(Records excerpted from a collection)

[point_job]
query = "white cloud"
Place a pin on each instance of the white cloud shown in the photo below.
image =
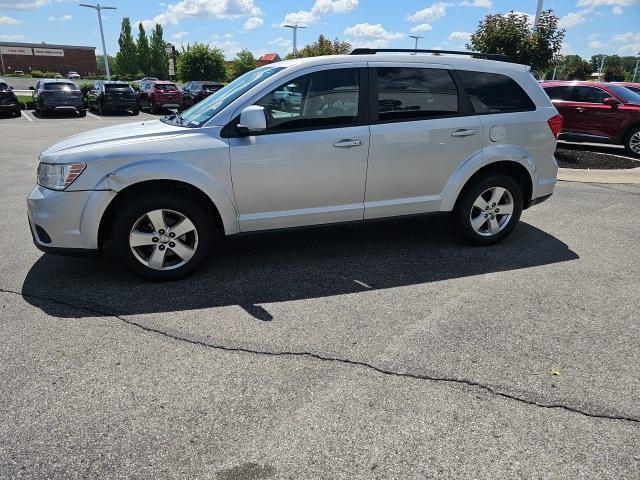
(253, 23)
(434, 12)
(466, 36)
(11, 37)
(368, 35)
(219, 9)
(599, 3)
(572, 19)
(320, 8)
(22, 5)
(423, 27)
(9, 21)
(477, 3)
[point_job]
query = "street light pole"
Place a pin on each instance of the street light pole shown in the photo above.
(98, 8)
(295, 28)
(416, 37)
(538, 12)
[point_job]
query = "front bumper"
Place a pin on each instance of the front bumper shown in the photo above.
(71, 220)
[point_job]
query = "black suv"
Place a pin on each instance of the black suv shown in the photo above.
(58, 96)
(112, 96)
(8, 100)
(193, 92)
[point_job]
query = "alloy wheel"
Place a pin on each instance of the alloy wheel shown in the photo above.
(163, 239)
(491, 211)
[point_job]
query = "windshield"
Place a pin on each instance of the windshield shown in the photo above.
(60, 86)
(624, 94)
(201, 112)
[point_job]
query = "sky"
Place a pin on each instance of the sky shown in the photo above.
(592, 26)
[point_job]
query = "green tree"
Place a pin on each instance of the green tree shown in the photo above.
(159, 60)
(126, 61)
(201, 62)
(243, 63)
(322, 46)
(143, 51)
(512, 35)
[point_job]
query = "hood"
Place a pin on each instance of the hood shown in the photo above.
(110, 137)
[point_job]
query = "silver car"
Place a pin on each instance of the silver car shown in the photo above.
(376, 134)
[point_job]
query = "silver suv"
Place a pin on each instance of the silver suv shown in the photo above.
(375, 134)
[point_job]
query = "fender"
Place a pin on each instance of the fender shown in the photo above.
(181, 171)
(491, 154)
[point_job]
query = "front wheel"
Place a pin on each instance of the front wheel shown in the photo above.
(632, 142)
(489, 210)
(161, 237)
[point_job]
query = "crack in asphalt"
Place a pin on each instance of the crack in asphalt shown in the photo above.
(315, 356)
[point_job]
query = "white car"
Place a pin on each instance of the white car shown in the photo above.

> _PROBLEM STATEMENT_: Search the entries for the word "white", then gather every line that has it.

> _ANSWER TO THE PROBLEM_:
query = "white cloud"
Place a pin on each instance of the white cloud shown in the photo below.
query = "white car"
Place a pin on each instance of the white car shown in the photo above.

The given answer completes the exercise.